### TASK DIRECTIONS
The expected output is the data itself, duplicated in full.

### DATA PROVIDED
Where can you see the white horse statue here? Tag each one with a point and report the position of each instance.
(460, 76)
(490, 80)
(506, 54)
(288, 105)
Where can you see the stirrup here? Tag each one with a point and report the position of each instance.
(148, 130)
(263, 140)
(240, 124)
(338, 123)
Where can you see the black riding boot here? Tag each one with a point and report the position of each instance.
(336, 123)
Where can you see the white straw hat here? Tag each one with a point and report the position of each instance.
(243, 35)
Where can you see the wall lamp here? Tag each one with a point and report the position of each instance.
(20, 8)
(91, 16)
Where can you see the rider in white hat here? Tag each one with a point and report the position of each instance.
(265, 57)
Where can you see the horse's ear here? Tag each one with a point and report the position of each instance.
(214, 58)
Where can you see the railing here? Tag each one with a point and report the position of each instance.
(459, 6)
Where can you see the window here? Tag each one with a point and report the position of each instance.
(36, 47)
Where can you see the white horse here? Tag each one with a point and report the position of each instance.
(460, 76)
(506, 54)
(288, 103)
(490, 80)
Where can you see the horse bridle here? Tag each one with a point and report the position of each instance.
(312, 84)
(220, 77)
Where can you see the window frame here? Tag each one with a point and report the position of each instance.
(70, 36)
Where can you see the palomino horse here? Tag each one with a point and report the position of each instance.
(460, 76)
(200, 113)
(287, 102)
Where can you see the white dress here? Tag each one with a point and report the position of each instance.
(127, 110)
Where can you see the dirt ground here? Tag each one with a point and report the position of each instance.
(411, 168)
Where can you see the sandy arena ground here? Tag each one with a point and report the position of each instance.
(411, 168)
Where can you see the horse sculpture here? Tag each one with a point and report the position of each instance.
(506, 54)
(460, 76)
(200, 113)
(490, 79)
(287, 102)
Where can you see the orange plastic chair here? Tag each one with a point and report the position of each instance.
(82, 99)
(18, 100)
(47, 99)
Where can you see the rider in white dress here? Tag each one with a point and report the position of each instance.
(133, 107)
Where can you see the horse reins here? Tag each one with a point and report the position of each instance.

### RESULT OF THE TASK
Where can you see the white horse statue here? Tag each one with a point and report the position of each instance.
(460, 76)
(490, 80)
(506, 54)
(288, 105)
Where can you see the stirrup here? Tag each one with a point and report the position of each instance.
(148, 130)
(263, 140)
(240, 124)
(338, 123)
Where can you see the black riding boot here? Tag each one with a point and report the position of each instance.
(336, 123)
Where can you see the white straw hat here? Tag each one with a point and report the position of each instance.
(243, 35)
Where can you see the wall lamp here? Tag each one with a point and report the position of each instance.
(20, 8)
(91, 16)
Where can you see the rider in white hat here? Tag each one with a point and report the position of each instance.
(265, 57)
Where can you see the horse's ear here? Tag each one with a point and report the position of each instance.
(214, 58)
Where can you see the railing here? Tag each one with a point and report the position of each instance.
(459, 6)
Where can you see the window here? Tag each one with a point and report the position of each instance.
(36, 47)
Where can you see the white horse here? Tag each one with a point and report the position of each instance.
(460, 76)
(506, 54)
(288, 103)
(490, 80)
Where can you see the horse bridle here? Tag each one with a point and report the position of each instance.
(312, 84)
(220, 77)
Where can you see the window frame here? Tag each one with a point and report the position of each instance.
(70, 36)
Where can you see the palomino horse here? Tag each one with a point and report the position of each instance.
(460, 76)
(200, 113)
(287, 102)
Where can you see the white dress here? Tag each one with a point and report the position of each instance.
(127, 110)
Where can you see the dirt ground here? Tag each one with a point and report the position of each instance.
(411, 168)
Where can you see the sandy arena ground here? Tag each one with a point and report the position of each instance.
(411, 168)
Where can you see the horse sculpture here? Tag each one with a point and report the position of each instance.
(506, 54)
(460, 76)
(200, 113)
(490, 79)
(287, 102)
Where can you see the orange plastic chair here? Tag each one with a point and report the position of each instance.
(82, 99)
(18, 100)
(47, 99)
Where can you see the rider in white dress here? Tag each one with a point and report the position of each instance.
(133, 107)
Where can you see the horse reins here? Tag each one with a point and report the position of each instance.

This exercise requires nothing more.